WRITTEN REQUEST :: Switch every "scooter" in the lines below to "moped" and keep everything else unchanged. Leave the pictures out of your copy.

Detection examples:
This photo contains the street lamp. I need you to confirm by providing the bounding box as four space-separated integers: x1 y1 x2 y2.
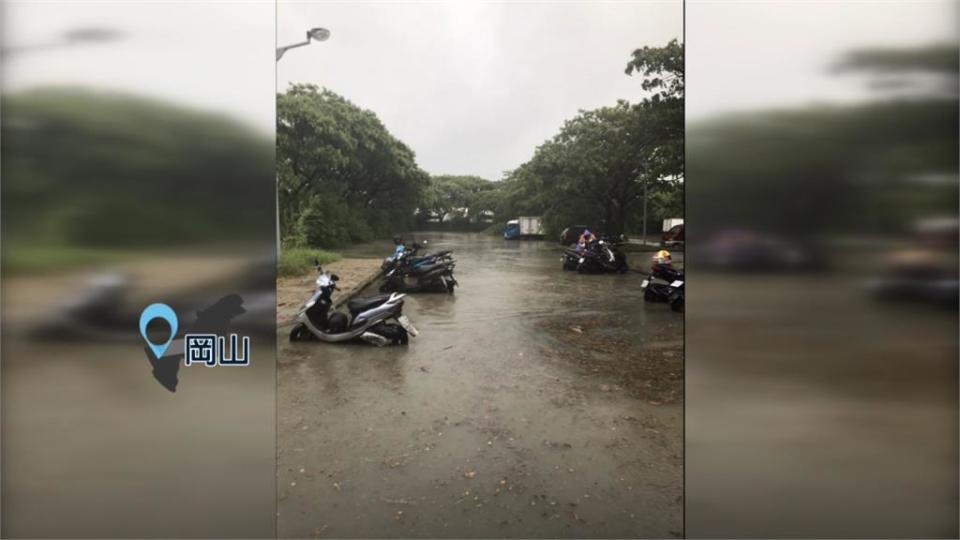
277 28 330 62
274 27 330 258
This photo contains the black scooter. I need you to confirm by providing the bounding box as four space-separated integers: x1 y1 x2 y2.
640 263 684 313
290 266 417 347
562 240 630 274
380 243 459 294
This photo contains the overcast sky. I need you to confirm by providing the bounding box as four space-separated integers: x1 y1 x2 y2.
277 0 683 180
2 0 960 179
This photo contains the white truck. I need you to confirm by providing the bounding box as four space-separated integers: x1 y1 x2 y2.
503 216 543 240
517 216 543 236
663 218 683 232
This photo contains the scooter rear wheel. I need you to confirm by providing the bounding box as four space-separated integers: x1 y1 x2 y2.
290 323 310 342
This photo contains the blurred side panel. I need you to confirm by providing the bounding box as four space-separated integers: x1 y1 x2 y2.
0 1 276 538
686 0 960 538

TASK SOLUTION ::
This photo contains the street lamp. I need you to confirm by providing the bounding box as four space-separated integers: x1 y1 x2 y2.
277 28 330 62
274 27 330 258
This photo contains the black moped. I need you to confirm by providing the bounding box as four space-separated integers: x1 y1 x2 y2.
640 263 684 313
290 266 417 347
562 240 630 274
380 243 459 294
This photo contains the overcast sky. I need you to confirm by providing the bounding box as four space-separated integers: x1 y1 x2 y2.
277 0 683 180
2 0 960 179
This photo contains the white truck. I need you to confirm by providing the bounding box as four space-separated integers: x1 y1 x2 y2.
503 216 543 240
517 216 543 236
663 218 683 232
This photo contains the moped rear wheel. I need you to confirm by providing the bounding box as four space-separated integers: x1 y1 x2 y2.
290 323 310 342
This photo contains the blurred side panel. I need you to confirm by providing the bounding box as four space-separated integers: x1 y1 x2 y2.
0 1 276 538
686 0 960 538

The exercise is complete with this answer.